● **原文摘录**
项目使用软件:Eclipse Mars,JDK1.7,Hadoop2.6,MySQL5.6,EasyUI1.3.6,jQuery2.0,Spring4.1.3,
Hibernate4.3.1,struts2.3.1,Tomcat7 ,Maven3.2.1。本项目是在参考fansy1990大神的两篇博客基础上完成的
http://blog.csdn.net/fansy1990/article/details/46943657
http://blog.csdn.net/fansy1990/article/details/47751747
我的目的是有个网上商城,里面有很多商品,某个用户在浏览一些商品后系统根据用户的浏览记录再结合其它广大用户的偏好记录,应用基于物品的协同过滤算法,为这个用户推荐合乎情理的其它商品,目的在于加深对算法的理解及更直观的展示算法的成果。
经过我前几篇博客的介绍,已经有网上商城了,为了和hadoop项目做整合已将Hibernate由3升级到4版本,既然是基于物品也为商城注入了十多个分类近三千件商品了,对于实验案例也足够了,算法及落地也选好了--直接调用Mahout中的itemcf算法, 还剩个一个问题就是没有用户的对商品的偏好记录,这个数据网上肯定是抓取不到的,也不合法规,那怎么办不能死在最后一步上呀,那只能造数据了,造得尽量自然,模拟100个用户,涵盖所有商品,比如其中10个用户是数码爱好者浏览的都是数码商品,后有就是用户的商品的偏爱程度即用户的评分,在此简化为1、0代表有兴趣和没兴趣,数据虽然比较粗糙,但不影响推荐结果。
项目下载地址:http://download.csdn.net/download/philics0725/9969284
先搭建个maven项目,配置依赖
<properties>
<org.springframework.version>4.1.3.RELEASE</org.springframework.version>
<struts2.version>2.3.1</struts2.version>
<log4j.version>2.0</log4j.version>
<mysql.jdbc.version>5.1.21</mysql.jdbc.version>
<hibernate.version>4.3.1.Final</hibernate.version>
<commons.fileupload.version>1.2.1</commons.fileupload.version>
<javassist.version>3.12.1.GA</javassist.version>
<cxf.version>3.0.2</cxf.version>
<fastjson.version>1.1.36</fastjson.version>
<hadoop.version>2.6.0</hadoop.version>
<mahout.version>0.10.0</mahout.version>
<hive.version>0.13.1</hive.version>
</properties>
将网上商城程序迁移过来,调试进行正常,然后加入hadoop、mahout开发推荐功能,这时产生了两个报错折磨了我好久
1、java.lang.ClassNotFoundException,总是提示mahout.math中的某个类ClassNotFoundException,上网查了原因是maven依赖包冲突,处理方法,在pom.xml的Dependency Hierarchy中Exclude掉多余的就可以了。

● **记录集**
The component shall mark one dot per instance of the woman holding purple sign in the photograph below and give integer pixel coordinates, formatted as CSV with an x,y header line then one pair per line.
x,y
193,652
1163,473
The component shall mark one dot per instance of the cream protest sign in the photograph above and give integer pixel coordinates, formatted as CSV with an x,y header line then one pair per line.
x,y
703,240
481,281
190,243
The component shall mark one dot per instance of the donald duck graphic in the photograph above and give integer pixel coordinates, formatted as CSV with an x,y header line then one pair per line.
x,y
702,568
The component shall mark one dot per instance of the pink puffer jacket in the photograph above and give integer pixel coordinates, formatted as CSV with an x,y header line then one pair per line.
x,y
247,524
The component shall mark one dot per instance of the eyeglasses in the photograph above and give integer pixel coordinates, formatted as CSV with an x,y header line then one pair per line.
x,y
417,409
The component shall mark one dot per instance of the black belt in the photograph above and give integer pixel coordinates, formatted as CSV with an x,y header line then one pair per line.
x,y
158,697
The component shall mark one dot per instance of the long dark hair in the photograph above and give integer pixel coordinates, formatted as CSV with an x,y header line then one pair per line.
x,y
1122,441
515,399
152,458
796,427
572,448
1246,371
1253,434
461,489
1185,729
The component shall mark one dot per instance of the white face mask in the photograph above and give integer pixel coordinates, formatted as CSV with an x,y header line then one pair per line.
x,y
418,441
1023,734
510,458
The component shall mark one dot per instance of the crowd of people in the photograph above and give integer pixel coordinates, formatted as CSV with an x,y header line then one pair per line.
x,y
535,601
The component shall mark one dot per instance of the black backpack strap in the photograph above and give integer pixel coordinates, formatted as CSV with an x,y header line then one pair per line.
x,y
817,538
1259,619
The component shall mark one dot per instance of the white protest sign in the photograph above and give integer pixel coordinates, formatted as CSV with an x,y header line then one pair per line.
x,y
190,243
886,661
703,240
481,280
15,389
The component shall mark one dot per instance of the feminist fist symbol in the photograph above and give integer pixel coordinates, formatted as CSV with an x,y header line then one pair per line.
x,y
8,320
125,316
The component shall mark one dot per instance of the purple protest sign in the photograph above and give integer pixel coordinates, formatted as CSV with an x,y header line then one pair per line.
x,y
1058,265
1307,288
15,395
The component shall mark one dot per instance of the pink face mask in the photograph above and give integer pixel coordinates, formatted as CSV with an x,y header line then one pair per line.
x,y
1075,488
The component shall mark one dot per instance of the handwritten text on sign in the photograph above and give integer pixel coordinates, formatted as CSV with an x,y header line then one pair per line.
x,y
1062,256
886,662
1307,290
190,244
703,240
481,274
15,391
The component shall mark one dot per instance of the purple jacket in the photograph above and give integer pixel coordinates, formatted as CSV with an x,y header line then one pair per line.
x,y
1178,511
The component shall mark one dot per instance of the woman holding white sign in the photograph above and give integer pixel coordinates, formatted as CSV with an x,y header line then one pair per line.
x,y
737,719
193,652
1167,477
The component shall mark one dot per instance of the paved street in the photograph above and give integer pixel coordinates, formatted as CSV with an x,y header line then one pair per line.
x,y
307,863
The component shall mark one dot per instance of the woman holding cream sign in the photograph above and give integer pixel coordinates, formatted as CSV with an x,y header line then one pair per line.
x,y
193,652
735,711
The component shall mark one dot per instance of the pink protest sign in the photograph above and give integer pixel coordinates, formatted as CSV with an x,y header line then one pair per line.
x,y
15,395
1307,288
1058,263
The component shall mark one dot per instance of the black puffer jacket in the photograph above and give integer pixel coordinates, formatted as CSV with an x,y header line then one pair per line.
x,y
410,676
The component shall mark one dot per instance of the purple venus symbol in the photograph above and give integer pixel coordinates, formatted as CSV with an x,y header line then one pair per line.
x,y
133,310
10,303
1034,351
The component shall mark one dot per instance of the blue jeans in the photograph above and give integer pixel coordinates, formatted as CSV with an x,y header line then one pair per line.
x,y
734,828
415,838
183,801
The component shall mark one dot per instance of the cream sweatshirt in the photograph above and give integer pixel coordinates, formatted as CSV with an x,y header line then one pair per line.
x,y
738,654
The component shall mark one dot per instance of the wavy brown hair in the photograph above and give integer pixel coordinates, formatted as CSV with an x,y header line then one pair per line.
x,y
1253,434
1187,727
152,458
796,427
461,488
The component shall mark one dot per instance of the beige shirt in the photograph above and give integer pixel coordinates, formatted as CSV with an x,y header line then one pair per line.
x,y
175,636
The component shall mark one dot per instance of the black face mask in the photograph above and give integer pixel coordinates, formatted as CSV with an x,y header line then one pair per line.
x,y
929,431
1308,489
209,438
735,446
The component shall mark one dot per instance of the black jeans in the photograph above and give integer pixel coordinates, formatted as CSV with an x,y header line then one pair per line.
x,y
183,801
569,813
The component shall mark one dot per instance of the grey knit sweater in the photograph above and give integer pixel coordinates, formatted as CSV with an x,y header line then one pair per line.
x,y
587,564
==
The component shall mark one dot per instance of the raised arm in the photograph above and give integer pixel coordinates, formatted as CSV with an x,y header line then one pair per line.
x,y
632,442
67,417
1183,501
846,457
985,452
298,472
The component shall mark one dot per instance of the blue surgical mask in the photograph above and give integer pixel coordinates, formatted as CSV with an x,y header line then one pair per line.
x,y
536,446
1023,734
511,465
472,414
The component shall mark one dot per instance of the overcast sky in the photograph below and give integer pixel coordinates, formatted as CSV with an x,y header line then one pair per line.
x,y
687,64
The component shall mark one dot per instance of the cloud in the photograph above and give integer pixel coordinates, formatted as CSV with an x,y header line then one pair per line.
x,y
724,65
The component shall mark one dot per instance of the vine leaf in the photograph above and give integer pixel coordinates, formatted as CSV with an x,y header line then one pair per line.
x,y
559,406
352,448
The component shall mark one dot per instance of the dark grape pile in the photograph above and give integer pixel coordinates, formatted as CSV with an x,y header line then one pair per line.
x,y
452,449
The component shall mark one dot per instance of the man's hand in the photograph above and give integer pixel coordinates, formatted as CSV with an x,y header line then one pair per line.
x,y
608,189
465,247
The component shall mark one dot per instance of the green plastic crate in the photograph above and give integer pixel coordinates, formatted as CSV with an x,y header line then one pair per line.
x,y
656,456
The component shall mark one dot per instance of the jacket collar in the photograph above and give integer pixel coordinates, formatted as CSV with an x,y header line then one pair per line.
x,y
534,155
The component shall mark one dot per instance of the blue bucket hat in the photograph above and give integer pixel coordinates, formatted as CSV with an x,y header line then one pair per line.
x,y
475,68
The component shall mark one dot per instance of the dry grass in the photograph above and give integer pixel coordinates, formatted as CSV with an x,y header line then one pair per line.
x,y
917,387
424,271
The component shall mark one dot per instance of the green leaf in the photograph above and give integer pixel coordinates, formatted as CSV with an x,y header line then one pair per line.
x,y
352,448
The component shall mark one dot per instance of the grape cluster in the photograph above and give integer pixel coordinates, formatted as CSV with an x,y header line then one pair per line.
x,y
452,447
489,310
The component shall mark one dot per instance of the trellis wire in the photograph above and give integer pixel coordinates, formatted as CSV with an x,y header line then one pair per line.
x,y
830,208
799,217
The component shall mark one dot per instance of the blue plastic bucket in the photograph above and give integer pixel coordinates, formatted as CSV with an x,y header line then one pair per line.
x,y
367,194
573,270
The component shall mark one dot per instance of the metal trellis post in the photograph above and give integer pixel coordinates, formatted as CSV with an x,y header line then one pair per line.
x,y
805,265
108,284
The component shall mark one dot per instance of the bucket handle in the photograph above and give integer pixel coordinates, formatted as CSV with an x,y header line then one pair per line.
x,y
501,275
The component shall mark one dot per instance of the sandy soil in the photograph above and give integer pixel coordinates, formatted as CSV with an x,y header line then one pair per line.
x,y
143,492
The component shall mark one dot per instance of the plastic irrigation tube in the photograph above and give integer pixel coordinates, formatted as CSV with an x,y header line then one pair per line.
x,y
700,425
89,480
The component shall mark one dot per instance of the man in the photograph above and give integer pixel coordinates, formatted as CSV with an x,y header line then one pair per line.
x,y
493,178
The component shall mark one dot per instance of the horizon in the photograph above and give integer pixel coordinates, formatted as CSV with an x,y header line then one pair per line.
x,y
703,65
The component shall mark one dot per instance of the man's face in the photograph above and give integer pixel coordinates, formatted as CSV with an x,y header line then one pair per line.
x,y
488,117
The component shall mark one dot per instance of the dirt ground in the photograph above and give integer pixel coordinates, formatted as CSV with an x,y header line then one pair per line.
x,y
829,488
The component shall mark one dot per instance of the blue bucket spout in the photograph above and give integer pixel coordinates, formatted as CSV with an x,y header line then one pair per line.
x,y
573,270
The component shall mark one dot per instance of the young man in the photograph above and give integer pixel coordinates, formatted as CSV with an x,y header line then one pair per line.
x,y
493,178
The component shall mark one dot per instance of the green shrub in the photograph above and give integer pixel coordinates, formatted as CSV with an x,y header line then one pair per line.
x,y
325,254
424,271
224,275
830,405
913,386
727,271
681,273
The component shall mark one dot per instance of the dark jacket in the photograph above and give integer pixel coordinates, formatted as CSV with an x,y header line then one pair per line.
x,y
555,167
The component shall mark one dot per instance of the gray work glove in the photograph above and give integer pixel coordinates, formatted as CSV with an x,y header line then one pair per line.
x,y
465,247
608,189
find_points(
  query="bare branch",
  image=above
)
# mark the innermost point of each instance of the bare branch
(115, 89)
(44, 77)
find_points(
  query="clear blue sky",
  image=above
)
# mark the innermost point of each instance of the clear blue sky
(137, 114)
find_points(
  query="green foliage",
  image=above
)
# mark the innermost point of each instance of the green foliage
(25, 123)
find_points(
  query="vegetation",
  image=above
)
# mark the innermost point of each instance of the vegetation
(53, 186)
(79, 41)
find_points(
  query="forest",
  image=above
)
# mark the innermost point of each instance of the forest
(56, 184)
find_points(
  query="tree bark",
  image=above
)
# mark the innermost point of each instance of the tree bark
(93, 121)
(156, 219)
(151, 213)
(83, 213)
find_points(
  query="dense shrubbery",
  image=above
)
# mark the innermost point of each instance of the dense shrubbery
...
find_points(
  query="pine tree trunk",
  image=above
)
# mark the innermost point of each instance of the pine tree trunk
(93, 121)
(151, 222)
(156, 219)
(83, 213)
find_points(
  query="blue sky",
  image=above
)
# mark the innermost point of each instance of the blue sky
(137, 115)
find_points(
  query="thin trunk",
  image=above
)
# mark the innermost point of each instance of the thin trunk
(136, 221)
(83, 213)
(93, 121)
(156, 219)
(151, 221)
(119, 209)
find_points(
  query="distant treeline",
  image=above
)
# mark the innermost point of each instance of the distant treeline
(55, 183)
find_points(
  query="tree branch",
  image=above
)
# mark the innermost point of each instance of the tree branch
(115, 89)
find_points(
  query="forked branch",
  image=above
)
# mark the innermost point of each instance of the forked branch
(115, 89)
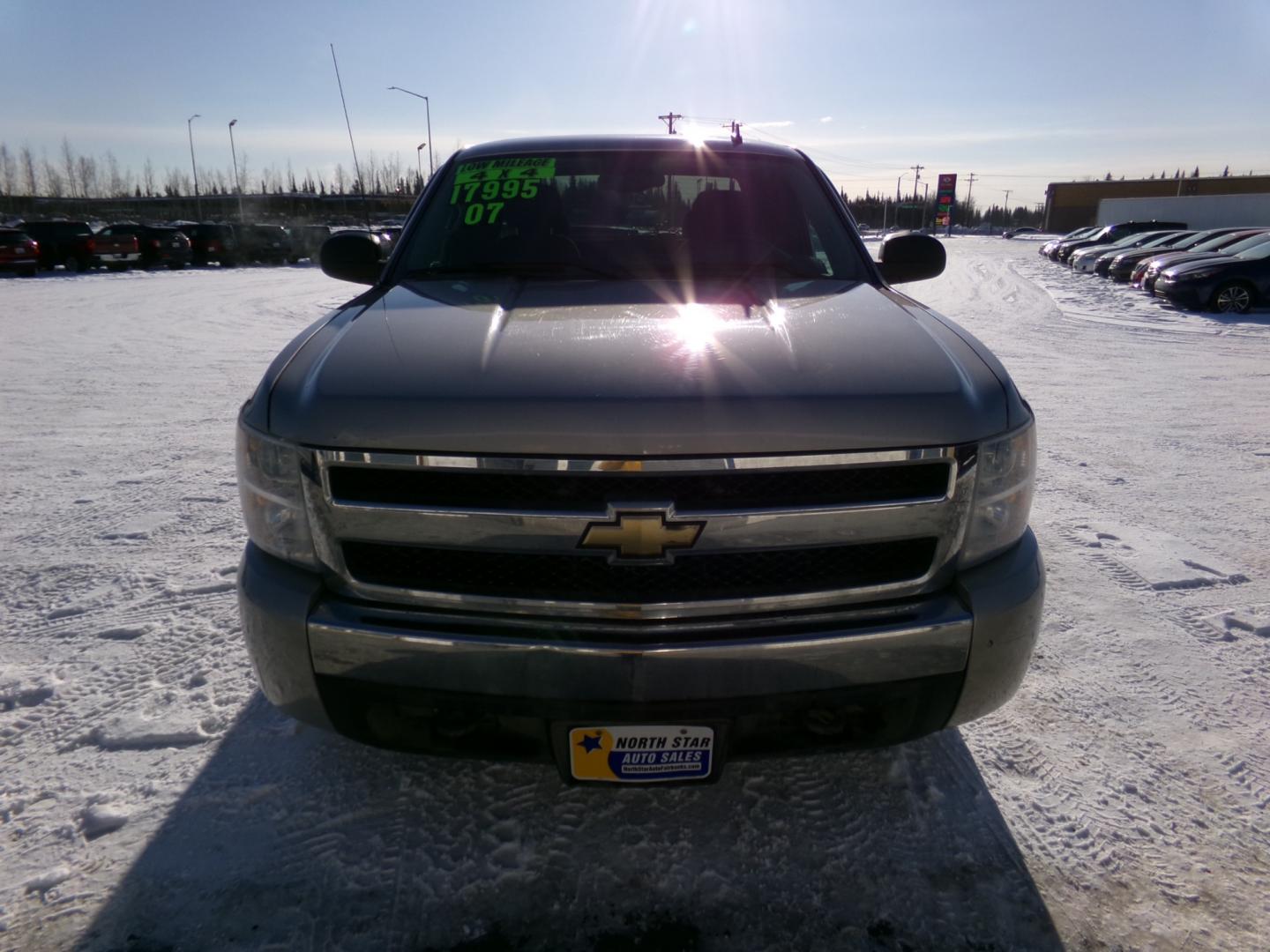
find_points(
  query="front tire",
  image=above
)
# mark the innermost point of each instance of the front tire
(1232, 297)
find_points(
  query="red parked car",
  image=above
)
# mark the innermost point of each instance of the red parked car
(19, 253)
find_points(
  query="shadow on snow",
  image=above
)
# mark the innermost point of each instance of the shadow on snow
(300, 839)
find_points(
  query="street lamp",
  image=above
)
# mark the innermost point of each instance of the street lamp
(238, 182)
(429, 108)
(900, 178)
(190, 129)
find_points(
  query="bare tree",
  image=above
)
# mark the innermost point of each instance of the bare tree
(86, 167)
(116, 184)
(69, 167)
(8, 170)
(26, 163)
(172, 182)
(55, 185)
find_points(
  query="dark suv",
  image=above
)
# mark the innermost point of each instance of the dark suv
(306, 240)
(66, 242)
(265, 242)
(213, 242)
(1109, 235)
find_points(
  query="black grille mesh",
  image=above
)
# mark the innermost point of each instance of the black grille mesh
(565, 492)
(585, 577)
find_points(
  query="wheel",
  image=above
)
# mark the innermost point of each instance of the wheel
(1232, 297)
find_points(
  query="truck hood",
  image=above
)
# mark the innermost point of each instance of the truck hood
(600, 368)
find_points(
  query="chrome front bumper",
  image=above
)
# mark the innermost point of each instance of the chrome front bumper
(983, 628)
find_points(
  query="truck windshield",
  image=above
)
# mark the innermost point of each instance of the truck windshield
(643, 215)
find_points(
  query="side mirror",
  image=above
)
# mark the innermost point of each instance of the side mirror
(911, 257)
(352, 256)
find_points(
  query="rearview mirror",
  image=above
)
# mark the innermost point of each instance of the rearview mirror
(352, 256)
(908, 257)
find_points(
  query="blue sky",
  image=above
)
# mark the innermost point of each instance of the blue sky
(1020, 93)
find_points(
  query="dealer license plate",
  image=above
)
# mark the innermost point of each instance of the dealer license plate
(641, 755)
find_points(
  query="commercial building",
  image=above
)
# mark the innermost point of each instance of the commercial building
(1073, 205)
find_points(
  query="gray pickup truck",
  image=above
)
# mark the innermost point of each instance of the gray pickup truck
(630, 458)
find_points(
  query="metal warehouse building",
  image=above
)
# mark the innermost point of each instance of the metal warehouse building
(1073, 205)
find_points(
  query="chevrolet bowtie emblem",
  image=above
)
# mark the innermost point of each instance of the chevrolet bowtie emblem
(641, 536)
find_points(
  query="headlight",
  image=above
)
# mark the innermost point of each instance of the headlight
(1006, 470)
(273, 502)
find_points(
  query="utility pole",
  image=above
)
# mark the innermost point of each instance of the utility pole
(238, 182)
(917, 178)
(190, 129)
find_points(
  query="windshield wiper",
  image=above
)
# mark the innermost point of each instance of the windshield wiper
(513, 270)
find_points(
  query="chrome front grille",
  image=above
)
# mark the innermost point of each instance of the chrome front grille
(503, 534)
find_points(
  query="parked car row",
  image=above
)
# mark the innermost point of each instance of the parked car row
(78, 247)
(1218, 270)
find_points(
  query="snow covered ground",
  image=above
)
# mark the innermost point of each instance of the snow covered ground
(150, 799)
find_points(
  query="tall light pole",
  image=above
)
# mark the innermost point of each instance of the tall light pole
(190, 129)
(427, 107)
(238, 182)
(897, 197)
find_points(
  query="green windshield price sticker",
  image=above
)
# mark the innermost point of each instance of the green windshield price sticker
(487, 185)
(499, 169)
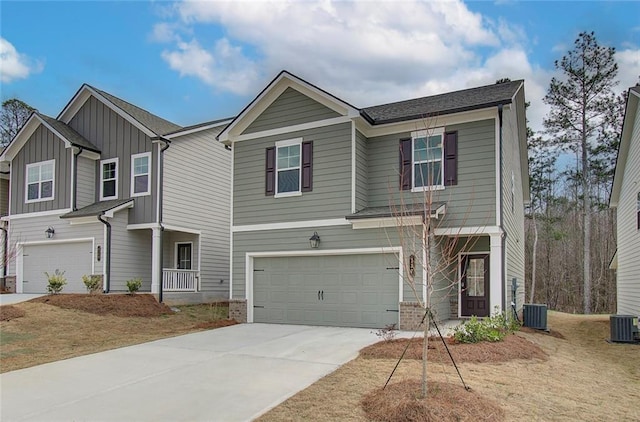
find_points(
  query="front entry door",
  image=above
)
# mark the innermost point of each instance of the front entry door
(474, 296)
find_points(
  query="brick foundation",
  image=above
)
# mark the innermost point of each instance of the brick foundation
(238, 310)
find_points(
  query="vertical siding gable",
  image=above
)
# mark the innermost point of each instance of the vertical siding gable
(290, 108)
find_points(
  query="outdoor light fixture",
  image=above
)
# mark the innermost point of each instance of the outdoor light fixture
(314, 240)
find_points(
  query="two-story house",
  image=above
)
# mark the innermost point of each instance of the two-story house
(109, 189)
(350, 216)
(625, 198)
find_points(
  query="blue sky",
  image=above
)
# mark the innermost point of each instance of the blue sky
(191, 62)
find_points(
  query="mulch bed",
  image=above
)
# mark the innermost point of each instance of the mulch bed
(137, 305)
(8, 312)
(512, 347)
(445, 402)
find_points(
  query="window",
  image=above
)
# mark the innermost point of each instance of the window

● **给定练习 1**
请重写原文中以含有“项目使用软件:Eclipse”的词语开头、以“比较粗糙,但不影响推荐结果。”结尾的部分,并将其中的“网上商城”替换为“在线商店”。
● **给定练习 2**
统计记录中含有字符串“metal”的行数,区分大小写,只写出数字。
原文与记录是两份互不相干的材料。

● **回答 1**
项目使用软件:Eclipse Mars,JDK1.7,Hadoop2.6,MySQL5.6,EasyUI1.3.6,jQuery2.0,Spring4.1.3,
Hibernate4.3.1,struts2.3.1,Tomcat7 ,Maven3.2.1。本项目是在参考fansy1990大神的两篇博客基础上完成的
http://blog.csdn.net/fansy1990/article/details/46943657
http://blog.csdn.net/fansy1990/article/details/47751747
我的目的是有个在线商店,里面有很多商品,某个用户在浏览一些商品后系统根据用户的浏览记录再结合其它广大用户的偏好记录,应用基于物品的协同过滤算法,为这个用户推荐合乎情理的其它商品,目的在于加深对算法的理解及更直观的展示算法的成果。
经过我前几篇博客的介绍,已经有在线商店了,为了和hadoop项目做整合已将Hibernate由3升级到4版本,既然是基于物品也为商城注入了十多个分类近三千件商品了,对于实验案例也足够了,算法及落地也选好了--直接调用Mahout中的itemcf算法, 还剩个一个问题就是没有用户的对商品的偏好记录,这个数据网上肯定是抓取不到的,也不合法规,那怎么办不能死在最后一步上呀,那只能造数据了,造得尽量自然,模拟100个用户,涵盖所有商品,比如其中10个用户是数码爱好者浏览的都是数码商品,后有就是用户的商品的偏爱程度即用户的评分,在此简化为1、0代表有兴趣和没兴趣,数据虽然比较粗糙,但不影响推荐结果。

● **回答 2**
3